» THE TASK
Copy out, unchanged, the lines from the one with "Where can you see the glass" through the end of the items below.
__________
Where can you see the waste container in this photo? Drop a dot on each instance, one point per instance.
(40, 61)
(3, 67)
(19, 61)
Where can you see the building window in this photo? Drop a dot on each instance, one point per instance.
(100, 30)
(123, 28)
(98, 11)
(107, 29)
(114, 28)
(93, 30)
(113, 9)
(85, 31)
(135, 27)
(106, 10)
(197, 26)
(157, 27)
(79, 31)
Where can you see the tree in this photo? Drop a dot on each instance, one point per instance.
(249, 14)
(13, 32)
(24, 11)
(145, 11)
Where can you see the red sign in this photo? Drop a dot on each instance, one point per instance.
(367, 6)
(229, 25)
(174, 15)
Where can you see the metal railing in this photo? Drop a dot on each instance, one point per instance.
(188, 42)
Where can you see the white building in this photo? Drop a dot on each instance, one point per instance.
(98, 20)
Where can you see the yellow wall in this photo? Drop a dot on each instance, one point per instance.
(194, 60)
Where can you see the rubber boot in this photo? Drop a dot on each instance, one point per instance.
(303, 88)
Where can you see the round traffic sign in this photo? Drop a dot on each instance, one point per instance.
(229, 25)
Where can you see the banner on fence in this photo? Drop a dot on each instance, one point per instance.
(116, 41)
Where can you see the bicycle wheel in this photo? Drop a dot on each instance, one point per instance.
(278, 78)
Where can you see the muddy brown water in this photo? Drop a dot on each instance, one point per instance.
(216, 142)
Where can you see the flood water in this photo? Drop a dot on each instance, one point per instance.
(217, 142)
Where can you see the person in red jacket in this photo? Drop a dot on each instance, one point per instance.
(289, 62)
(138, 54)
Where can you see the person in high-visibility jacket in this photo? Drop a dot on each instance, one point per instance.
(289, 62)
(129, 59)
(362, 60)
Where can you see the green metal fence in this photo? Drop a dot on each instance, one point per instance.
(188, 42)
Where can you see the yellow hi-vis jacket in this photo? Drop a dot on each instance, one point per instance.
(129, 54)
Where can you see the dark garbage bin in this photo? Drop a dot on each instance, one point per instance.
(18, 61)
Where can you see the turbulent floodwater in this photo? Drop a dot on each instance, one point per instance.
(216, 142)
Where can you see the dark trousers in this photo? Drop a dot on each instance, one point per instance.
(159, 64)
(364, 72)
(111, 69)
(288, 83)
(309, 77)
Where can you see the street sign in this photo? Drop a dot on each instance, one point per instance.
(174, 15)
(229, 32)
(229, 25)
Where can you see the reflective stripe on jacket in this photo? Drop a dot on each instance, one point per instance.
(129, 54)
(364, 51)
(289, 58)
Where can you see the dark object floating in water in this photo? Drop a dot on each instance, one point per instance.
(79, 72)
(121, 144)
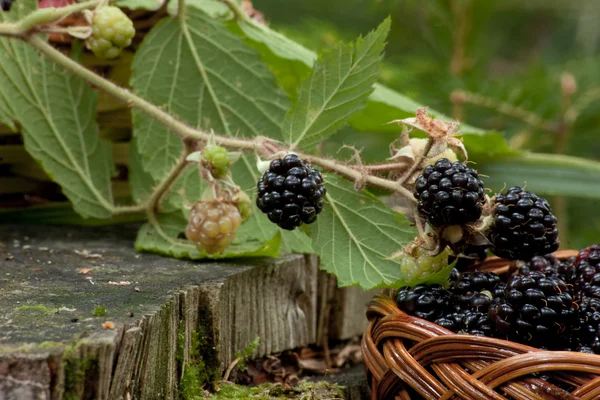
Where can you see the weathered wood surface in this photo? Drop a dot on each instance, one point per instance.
(53, 279)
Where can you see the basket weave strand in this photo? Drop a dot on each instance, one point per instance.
(405, 355)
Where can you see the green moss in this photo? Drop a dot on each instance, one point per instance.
(245, 354)
(75, 370)
(273, 391)
(99, 311)
(35, 308)
(202, 369)
(49, 345)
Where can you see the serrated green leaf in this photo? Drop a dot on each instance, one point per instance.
(340, 83)
(61, 135)
(295, 241)
(150, 5)
(207, 77)
(173, 226)
(185, 191)
(356, 234)
(547, 174)
(212, 8)
(140, 181)
(289, 60)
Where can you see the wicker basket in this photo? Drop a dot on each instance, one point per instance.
(408, 358)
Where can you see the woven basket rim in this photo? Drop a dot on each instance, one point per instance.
(401, 350)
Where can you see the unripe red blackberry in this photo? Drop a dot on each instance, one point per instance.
(212, 225)
(291, 192)
(449, 193)
(523, 226)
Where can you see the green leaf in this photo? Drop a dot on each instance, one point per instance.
(206, 76)
(173, 227)
(356, 234)
(295, 241)
(150, 5)
(290, 60)
(140, 181)
(548, 174)
(339, 85)
(62, 135)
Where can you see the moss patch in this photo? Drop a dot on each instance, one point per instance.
(38, 308)
(99, 311)
(201, 371)
(271, 391)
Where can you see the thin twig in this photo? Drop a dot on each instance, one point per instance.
(418, 161)
(259, 144)
(43, 16)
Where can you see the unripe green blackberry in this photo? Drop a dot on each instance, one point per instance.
(112, 31)
(216, 160)
(212, 225)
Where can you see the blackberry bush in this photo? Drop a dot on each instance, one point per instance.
(523, 226)
(291, 192)
(449, 193)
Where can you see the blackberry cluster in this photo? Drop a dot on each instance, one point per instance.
(469, 256)
(291, 192)
(549, 265)
(475, 290)
(429, 302)
(536, 308)
(549, 303)
(467, 321)
(449, 193)
(586, 271)
(523, 226)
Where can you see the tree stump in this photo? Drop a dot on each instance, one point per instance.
(84, 315)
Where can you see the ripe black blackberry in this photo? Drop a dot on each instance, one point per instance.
(588, 320)
(475, 290)
(549, 265)
(429, 302)
(536, 309)
(587, 271)
(449, 193)
(523, 226)
(291, 192)
(467, 321)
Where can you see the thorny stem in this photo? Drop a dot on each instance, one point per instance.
(418, 162)
(262, 145)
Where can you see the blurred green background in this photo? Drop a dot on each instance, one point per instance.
(528, 69)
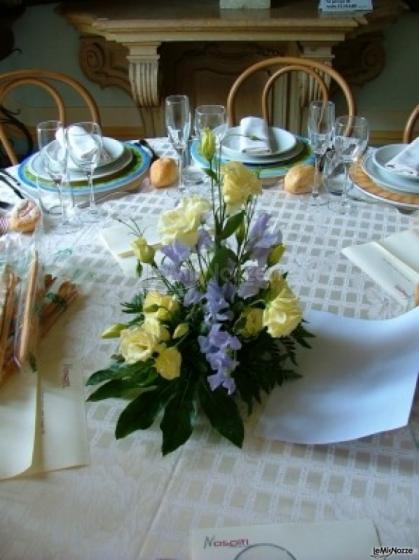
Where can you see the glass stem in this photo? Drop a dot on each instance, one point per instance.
(180, 170)
(344, 197)
(316, 181)
(92, 200)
__________
» RESPONSE FOR THIS EXERCISE
Where can you see the glass stem in this photo? Drop a dot on each instance, one point per instance.
(180, 170)
(344, 197)
(316, 181)
(92, 200)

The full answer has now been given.